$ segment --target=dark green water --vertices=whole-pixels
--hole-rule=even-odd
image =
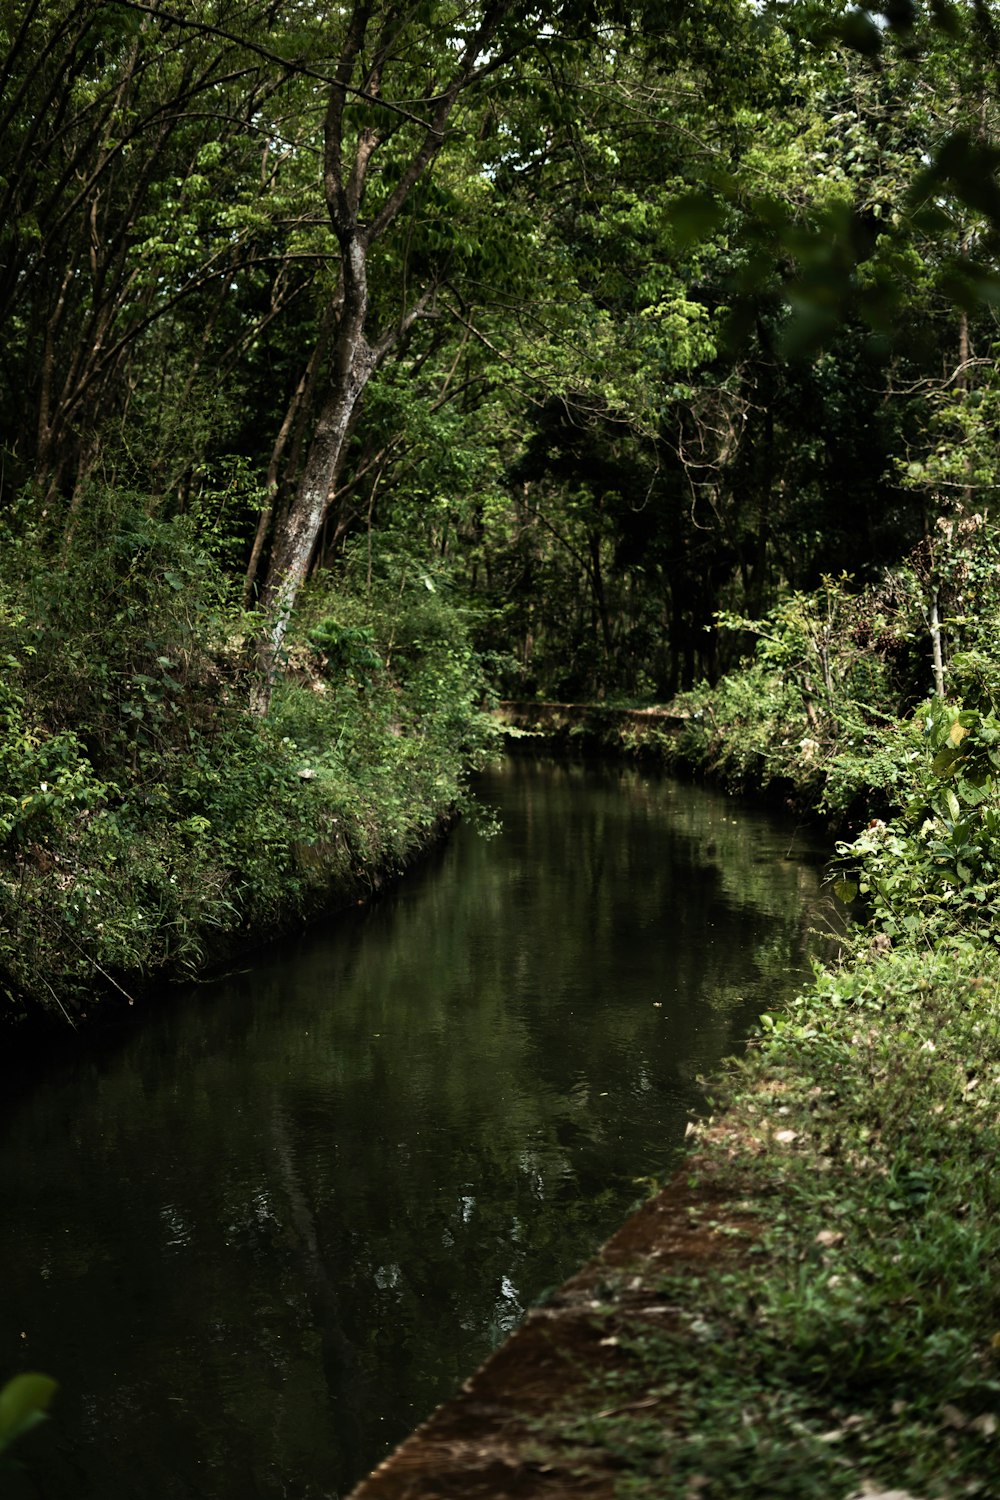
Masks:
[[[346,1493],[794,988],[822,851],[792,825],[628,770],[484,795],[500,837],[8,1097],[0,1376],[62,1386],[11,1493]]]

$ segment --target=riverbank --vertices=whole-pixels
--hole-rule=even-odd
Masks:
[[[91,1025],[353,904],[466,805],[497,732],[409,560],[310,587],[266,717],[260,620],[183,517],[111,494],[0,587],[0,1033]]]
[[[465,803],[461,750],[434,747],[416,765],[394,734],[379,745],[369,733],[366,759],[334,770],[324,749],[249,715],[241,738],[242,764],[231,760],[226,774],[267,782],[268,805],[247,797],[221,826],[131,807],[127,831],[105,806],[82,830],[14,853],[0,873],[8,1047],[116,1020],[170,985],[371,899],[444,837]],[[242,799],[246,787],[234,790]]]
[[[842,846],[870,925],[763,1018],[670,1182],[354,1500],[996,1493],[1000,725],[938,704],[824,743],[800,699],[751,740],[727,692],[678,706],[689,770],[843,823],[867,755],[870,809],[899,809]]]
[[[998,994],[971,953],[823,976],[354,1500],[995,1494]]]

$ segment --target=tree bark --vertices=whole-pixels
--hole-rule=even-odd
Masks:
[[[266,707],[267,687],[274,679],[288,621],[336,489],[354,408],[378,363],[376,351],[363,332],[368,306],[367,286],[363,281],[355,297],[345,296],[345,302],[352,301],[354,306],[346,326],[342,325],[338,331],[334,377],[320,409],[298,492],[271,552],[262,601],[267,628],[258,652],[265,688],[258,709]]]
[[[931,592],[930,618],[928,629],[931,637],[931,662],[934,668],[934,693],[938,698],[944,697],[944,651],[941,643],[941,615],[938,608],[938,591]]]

· · · · ·

> [PROBLEM TO SOLVE]: Every entry above is to be copied verbatim, with the pictures removed.

> [RESPONSE AREA]:
$ segment --target=dark green water --vertices=whole-pixels
--hole-rule=even-odd
image =
Masks:
[[[346,1493],[794,988],[822,851],[792,825],[628,770],[484,795],[500,837],[8,1097],[0,1376],[62,1386],[11,1493]]]

$ segment --target=riverbank --vertices=whole-pixels
--hole-rule=even-odd
Masks:
[[[91,1025],[353,904],[466,805],[497,732],[409,560],[310,587],[266,717],[260,620],[183,517],[111,494],[0,587],[0,1033]]]
[[[465,803],[461,750],[434,747],[416,765],[394,734],[379,745],[369,733],[366,759],[334,770],[324,749],[249,715],[241,738],[242,764],[231,760],[226,774],[267,782],[268,805],[247,797],[221,826],[131,807],[127,831],[105,806],[82,830],[14,853],[0,873],[8,1047],[116,1020],[170,985],[371,899],[444,837]],[[242,799],[246,787],[234,790]]]
[[[842,846],[870,925],[763,1018],[670,1182],[354,1500],[996,1493],[1000,725],[938,704],[824,743],[800,699],[751,740],[727,692],[678,706],[689,770],[843,823],[867,755],[870,809],[899,809]]]
[[[998,994],[971,953],[823,976],[354,1500],[995,1494]]]

$ segment --target=tree bark --vertices=whole-pixels
--hole-rule=even-odd
Masks:
[[[266,707],[267,687],[274,679],[288,621],[336,489],[354,408],[378,363],[376,351],[363,332],[368,306],[367,286],[363,281],[355,297],[345,296],[345,302],[352,301],[354,306],[346,326],[342,325],[338,331],[334,377],[320,409],[298,492],[271,552],[262,601],[267,628],[258,652],[265,688],[258,709]]]
[[[931,592],[930,618],[928,629],[931,637],[931,662],[934,668],[934,693],[938,698],[944,697],[944,651],[941,643],[941,615],[938,608],[938,591]]]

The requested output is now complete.